Exercise task: Print every one of the items below word for word, leaving the pictures out of your answer.

# Data lines start

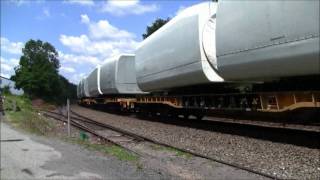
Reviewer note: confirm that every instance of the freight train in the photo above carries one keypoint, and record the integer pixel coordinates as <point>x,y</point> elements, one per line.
<point>226,55</point>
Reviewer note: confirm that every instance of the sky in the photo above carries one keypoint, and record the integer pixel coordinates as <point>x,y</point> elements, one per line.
<point>86,33</point>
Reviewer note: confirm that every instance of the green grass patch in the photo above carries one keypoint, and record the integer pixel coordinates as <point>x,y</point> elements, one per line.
<point>19,112</point>
<point>119,152</point>
<point>170,149</point>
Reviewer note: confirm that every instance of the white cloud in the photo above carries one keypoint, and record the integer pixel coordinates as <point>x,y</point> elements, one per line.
<point>104,40</point>
<point>67,69</point>
<point>124,7</point>
<point>81,2</point>
<point>78,59</point>
<point>23,2</point>
<point>11,47</point>
<point>103,29</point>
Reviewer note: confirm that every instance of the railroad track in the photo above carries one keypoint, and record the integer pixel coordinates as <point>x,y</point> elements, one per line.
<point>76,120</point>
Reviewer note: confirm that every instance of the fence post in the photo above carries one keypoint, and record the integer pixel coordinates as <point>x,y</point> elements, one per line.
<point>68,114</point>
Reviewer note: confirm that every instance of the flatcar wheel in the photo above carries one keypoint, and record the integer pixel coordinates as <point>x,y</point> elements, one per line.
<point>199,116</point>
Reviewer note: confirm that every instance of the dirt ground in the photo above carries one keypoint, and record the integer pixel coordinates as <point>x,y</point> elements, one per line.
<point>27,156</point>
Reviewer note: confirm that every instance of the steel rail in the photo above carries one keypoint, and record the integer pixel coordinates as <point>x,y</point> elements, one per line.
<point>85,128</point>
<point>238,166</point>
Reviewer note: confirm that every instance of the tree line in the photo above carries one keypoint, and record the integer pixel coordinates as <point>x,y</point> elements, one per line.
<point>38,70</point>
<point>38,74</point>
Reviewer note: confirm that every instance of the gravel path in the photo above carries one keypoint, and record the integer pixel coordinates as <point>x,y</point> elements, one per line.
<point>278,159</point>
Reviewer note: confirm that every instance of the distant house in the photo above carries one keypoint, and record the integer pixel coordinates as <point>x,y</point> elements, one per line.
<point>7,82</point>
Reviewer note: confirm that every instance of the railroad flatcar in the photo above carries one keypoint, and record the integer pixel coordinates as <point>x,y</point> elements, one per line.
<point>218,56</point>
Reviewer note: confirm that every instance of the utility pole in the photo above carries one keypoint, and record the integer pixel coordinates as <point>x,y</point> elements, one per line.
<point>68,114</point>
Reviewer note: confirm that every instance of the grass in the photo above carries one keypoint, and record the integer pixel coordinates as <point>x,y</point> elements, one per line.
<point>170,149</point>
<point>28,119</point>
<point>25,117</point>
<point>113,150</point>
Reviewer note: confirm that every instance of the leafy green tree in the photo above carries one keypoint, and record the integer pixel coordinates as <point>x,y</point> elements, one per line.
<point>5,90</point>
<point>37,72</point>
<point>158,23</point>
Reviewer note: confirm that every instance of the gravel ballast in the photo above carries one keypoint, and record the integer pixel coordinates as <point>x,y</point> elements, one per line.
<point>277,159</point>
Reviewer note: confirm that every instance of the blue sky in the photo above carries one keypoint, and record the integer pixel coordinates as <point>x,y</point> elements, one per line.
<point>86,33</point>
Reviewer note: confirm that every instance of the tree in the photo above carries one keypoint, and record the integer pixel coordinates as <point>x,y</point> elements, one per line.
<point>158,23</point>
<point>37,72</point>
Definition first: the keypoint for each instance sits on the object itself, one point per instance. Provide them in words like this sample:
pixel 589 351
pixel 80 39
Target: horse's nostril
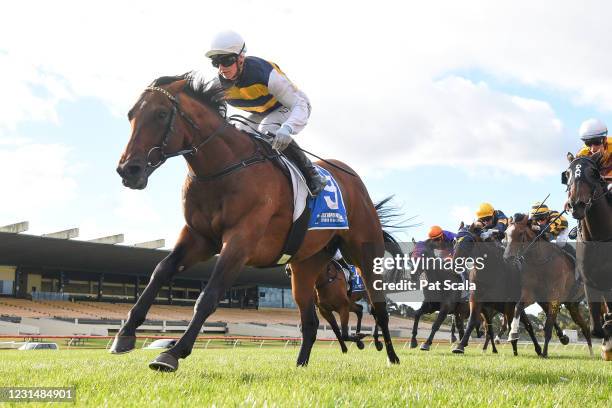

# Data lines end

Written solution:
Reviewer note: confirm that every instance of the freight train in the photo above carries one keypoint, and record the integer pixel coordinates as <point>x,y</point> elements, one per line.
<point>226,55</point>
Reviewer note: confirm that every instance of the sky in the photo above carries one keypoint, and record the integer pixel coordinates as <point>x,y</point> elements, one per line.
<point>86,33</point>
Reviewer note: confirm that every instance of the green grass patch in the photo above carries one keypoint, and record the integer pixel coordinates as <point>x,y</point> elements, one per line.
<point>19,112</point>
<point>119,152</point>
<point>170,149</point>
Reviewer note: confirm that every instance of the white cloud in the photo above carries one keypoint, and record the integer pixel coordinates as <point>x,y</point> elements, one per line.
<point>104,40</point>
<point>67,69</point>
<point>124,7</point>
<point>81,2</point>
<point>78,59</point>
<point>23,2</point>
<point>11,47</point>
<point>103,29</point>
Reviewer note: confirm that every instance of the railroad track in the photo above carries one keypoint, and record the integer pixel coordinates as <point>x,y</point> elements, one per line.
<point>76,120</point>
Reviewer note: confirm that every instance of the fence post in the photo above carries one keypoint, and record the integer pixel coordinates as <point>x,y</point> elements, one per line.
<point>68,114</point>
Reviewer note: confirm that every instance of the flatcar wheel in the photo above carries one keypoint, and record the integer pixel coordinates as <point>x,y</point> elements, one per line.
<point>199,116</point>
Reviewer note: confirm that every instance of the dirt ground in the photo above carries one keypoint, and record the integer pixel coordinates as <point>x,y</point> elements, one per line.
<point>27,156</point>
Reviewer note: confirm that every instance of the steel rail in the photo above carries one keypoint, and record the integer pixel coordinates as <point>x,y</point> elements, one per line.
<point>85,128</point>
<point>238,166</point>
Reviewer note: confirm that every instance of the tree line in the photo above carries one keypoint, and record the integer pixel coordinates as <point>x,y</point> elements, one per line.
<point>38,70</point>
<point>38,74</point>
Reviewer note: confirm that every instance of the gravel path in the photo above carries one keypoint, and record the integer pixel coordinates as <point>x,y</point> elements, one per line.
<point>278,159</point>
Reviewer note: confirm that every instance of the distant house in the photo above carries one keypoint, and record the integer pixel coordinates as <point>x,y</point> elements, one per line.
<point>7,82</point>
Reviewer note: confirm that every instance of the railroad flatcar in the photo above carries one keypoint, and record the integer pixel coordinates as <point>x,y</point> elements, one per line.
<point>218,56</point>
Reviewer note: confirm that every instance of the utility pole in the photo above carries one keypoint, and record the integer pixel coordinates as <point>x,y</point> elements, one per line.
<point>68,114</point>
Reviewer note: confirm that every instance of the grass in the photo above carries one keypoint, and record the integer pixel coordinates as <point>x,y</point> elements, one per line.
<point>170,149</point>
<point>28,119</point>
<point>25,117</point>
<point>113,150</point>
Reviewer note: confirm that every instance of the leafy green tree in the photo above carries one keypoint, and record the integer pixel coordinates as <point>x,y</point> elements, one per line.
<point>5,90</point>
<point>37,72</point>
<point>158,23</point>
Reviewer note: confirm that every instance of the gravel ballast in the photo above carries one keypoint, and record the integer pixel coordinates as <point>x,y</point> elements, one per line.
<point>277,159</point>
Reviewer note: confirm that every instance of the blue sky in the photo above carries one keypoint, and record the integer pixel coordinates as <point>x,y</point> elements, one per line.
<point>86,33</point>
Reviewer note: confirm that every instance of the tree in the photo above carries one keypoint, and record the integer pixel coordinates as <point>x,y</point> elements, one per line.
<point>158,23</point>
<point>37,72</point>
Definition first: the keypoint for each instance sits on the object itself, one point per instance. Provide them in words like this sample:
pixel 589 351
pixel 80 39
Target: horse's nostril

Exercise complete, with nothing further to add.